Beyond the obvious scholarship that goes into any UC Press book—research, writing, and editing—are challenges that even sophisticated readers and reviewers may remain happily unaware of. In this multi-part Behind the Scenes series, we throw light on the hurdles UC Press authors face in bringing their work to the public. From field work logistics in foreign countries, to the regulatory snags of evolving public policy, to the unique concerns that scholars of human subjects face, learn about the lengths to which authors go to present their scholarship to the public.
Fixing the ESA
The US Endangered Species Act protects over 2,000 species. Only 10 species have gone extinct after they were listed. On the other hand, only 25 species have been “de-listed” (meaning they’ve recovered enough to be considered safe from extinction).
Between those two statistics lie myriad perspectives on how well the ESA has performed since its ground-breaking inception over 40 years ago.
Josh Donlan, editor of the just-published Proactive Strategies for Protecting Species, has corralled unlikely bedfellows—private landowners, conservationists, government agencies, NGOs, scientists, academics, and developers—into sharing divergent viewpoints on how best to improve the ESA—that it’s outdated is the one point on which they all agree. (The ESA hasn’t been updated in 25 years, and litigation robs resources earmarked for species conservation.) He also debuts a pragmatic new approach to best conserve species headed toward extinction … helping as they speed toward the falls, rather than triaging after they’ve plunged over.
As Michael Bean notes in the foreword:
For many species, the protections of the ESA come very late in the game, when the odds are heavily stacked against success. If there is one clear lesson from the experience with the ESA over the past four decades, it is that conservation efforts need to get started earlier, before the plant and animal species reach the point at which they are at a high risk for extinction.
Switching from Stick to Carrot
Remember the adage “an ounce of prevention is worth a pound of cure?” It turns out that stewardship applied before a species gets listed means a great deal less animosity among stakeholders, which translates into much less litigation and wasted money. The species fares much better, too. Thus the birth of PLC, or pre-listing conservation, an approach that rewards efforts made “upstream” (before a species becomes a candidate for listing).

Task prompt: Please state what PLC stands for in the ESA article. The data here has no connection to the ESA article.

Information shown:
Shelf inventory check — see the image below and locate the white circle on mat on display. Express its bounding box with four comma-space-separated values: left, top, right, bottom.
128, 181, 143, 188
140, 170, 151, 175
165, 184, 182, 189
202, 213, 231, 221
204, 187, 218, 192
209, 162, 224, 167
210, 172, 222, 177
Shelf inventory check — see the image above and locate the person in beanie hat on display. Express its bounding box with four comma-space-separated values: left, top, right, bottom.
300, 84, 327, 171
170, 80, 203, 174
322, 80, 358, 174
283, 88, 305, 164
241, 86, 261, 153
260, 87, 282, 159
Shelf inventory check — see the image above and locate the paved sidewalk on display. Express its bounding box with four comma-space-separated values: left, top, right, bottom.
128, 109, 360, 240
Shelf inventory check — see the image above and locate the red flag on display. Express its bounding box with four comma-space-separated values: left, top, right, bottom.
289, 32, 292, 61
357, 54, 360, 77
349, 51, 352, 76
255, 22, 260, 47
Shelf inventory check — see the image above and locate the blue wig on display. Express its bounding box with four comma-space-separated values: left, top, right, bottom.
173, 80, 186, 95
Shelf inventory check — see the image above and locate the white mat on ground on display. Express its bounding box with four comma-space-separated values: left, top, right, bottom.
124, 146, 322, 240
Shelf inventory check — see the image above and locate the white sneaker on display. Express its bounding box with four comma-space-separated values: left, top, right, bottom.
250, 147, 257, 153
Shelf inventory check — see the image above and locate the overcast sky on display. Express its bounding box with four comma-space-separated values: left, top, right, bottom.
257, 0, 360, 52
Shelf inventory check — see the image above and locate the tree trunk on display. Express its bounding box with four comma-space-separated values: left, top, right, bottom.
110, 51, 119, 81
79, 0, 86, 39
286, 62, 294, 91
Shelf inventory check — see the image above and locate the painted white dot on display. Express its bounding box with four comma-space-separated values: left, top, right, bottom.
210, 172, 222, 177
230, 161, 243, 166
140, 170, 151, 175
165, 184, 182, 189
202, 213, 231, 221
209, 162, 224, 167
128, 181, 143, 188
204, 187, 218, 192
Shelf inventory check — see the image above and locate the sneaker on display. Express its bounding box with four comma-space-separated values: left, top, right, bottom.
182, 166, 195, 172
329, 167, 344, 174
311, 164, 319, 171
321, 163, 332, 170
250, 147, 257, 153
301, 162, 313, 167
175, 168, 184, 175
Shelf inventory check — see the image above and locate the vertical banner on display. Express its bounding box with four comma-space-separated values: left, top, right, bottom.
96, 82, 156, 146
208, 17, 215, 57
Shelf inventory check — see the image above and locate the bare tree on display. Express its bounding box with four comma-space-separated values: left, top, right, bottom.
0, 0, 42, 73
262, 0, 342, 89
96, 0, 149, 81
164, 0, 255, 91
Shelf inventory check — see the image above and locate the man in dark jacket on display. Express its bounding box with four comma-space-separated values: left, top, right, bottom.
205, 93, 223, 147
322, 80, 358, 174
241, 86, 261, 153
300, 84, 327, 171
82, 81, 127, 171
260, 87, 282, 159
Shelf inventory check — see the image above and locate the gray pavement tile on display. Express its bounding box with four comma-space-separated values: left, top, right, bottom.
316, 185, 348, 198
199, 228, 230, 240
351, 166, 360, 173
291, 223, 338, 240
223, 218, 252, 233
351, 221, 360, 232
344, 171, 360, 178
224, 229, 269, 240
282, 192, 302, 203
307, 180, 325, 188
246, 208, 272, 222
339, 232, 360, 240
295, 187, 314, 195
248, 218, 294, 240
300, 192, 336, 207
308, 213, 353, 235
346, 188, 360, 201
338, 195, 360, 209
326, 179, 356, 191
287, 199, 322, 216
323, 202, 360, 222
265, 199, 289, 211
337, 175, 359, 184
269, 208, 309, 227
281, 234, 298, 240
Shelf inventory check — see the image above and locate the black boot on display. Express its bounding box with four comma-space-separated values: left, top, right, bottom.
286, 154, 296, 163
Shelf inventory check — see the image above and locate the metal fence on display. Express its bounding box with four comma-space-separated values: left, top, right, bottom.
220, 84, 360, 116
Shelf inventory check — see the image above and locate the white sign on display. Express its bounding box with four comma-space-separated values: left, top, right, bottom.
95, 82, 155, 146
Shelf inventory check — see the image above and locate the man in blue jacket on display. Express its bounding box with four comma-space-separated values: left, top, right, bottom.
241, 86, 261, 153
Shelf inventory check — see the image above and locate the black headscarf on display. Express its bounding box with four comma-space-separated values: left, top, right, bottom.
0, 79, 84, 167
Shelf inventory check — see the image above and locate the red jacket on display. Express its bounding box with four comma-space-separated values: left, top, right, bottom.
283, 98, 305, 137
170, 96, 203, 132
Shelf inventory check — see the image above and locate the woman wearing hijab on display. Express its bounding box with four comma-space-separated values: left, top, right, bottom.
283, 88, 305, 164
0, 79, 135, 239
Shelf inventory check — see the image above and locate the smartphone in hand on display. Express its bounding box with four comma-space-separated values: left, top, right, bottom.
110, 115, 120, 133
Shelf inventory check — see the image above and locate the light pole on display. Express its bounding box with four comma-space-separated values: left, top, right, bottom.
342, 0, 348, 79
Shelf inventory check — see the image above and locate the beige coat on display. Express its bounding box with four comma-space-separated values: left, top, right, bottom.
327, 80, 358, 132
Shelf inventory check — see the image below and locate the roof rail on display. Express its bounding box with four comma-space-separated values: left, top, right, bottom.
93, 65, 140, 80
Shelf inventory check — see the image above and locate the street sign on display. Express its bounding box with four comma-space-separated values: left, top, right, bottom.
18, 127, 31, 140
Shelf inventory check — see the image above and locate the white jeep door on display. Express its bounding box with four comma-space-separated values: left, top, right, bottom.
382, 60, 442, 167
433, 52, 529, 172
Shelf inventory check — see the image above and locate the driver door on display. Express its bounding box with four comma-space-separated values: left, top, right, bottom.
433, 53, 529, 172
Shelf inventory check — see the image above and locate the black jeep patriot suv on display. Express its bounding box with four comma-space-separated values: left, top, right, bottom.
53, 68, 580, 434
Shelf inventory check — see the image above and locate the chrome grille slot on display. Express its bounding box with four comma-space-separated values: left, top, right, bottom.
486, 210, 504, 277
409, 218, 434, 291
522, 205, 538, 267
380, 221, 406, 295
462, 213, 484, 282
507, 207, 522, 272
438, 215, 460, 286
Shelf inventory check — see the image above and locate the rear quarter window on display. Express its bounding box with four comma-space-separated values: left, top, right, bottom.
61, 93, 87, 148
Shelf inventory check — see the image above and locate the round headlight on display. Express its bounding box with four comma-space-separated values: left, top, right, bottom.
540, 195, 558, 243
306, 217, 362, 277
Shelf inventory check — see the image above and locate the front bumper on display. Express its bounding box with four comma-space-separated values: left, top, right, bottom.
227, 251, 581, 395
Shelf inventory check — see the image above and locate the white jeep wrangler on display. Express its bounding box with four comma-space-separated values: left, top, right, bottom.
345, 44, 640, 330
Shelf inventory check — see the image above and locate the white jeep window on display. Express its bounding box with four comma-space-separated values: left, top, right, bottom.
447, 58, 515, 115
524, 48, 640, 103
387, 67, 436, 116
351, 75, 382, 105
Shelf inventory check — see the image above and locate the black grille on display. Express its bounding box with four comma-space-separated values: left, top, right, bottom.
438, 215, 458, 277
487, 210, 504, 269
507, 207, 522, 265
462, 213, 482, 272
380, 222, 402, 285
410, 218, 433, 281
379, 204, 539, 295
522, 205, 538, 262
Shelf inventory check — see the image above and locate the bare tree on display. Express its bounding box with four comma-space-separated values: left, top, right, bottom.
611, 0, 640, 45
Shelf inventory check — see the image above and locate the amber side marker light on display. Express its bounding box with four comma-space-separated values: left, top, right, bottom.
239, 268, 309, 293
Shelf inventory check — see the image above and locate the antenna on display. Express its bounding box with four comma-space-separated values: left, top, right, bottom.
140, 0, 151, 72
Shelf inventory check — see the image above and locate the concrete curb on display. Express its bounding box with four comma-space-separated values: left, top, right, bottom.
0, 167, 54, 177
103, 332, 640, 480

Result of this exercise: Pre-listing conservation.